Unexpected conversations….

I have to admit that I’m probably a bit unusual in that I actually generally like interviews.  I’m still nervous, of course, and still worry that I’ll have the wrong answer to an important question or that I’ll draw a complete blank on something that I know cold.  But, even so, I view them as a opportunity to meet new people and learn about a company, and hopefully gain some new interesting coworkers .

I’ve had a few rather unexpected conversations during interviews, and perhaps that is why I find them so interesting.  That moment when the script gets put aside, you have an entirely different experience, and I love those moments.

(Saved data entries)
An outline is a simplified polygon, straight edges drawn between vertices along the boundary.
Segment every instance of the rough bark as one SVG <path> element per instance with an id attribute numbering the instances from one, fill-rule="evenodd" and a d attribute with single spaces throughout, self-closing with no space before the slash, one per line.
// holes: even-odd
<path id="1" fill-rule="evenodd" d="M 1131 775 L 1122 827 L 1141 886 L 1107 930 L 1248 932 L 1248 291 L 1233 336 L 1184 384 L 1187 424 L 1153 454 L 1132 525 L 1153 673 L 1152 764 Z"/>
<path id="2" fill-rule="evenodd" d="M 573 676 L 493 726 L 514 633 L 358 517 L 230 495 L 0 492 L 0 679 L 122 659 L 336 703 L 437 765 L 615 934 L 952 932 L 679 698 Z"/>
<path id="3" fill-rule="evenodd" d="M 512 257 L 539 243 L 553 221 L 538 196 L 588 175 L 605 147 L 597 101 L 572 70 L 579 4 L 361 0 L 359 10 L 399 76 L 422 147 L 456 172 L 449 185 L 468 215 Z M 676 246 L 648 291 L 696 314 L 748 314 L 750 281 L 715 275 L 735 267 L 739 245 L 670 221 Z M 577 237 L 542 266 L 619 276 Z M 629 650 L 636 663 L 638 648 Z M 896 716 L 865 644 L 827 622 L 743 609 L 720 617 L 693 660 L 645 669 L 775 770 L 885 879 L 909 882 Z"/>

=== TASKS TO COMPLETE ===
- 1) According to the post about job interviews, how does the writer view interviews despite the nerves?
- 2) Carry the post about unexpected interview conversations forward from its final sentence.

=== RESULTS OF THE EXERCISE ===
- 1) As an opportunity to meet new people, learn about a company, and hopefully gain some new interesting coworkers.

- 2)
When I was just out of grad school, looking to use my MA to make a difference with a great organization, I managed to score an interview with the one at the very top of my list.  After sitting down to take a logistics test (which included a question about how many solar panels I would need to use to maintain a proper cold chain, which made me laugh out loud, because that was not something I knew the answer to, and certainly couldn’t come up with one in the time I had for the test) and a budget/admin test (that had questions I actually could answer), I sat down with my recruiter.  After my clear lack of technical logistics prowess, I was pretty sure they wouldn’t be interested in me, so in desperation, I decided to be brutally honest:  I would do whatever they needed me to do, in whatever way I could best help a team, because I really believed in what they did and why they did it.  It took a few months, but eventually a position that required more admin, planning, and financial ability than technical logistics knowledge was available, and off I went.  Best decision I ever made in an interview was to just honestly state that I was much more interested in helping the organization than in what job title I would hold within it.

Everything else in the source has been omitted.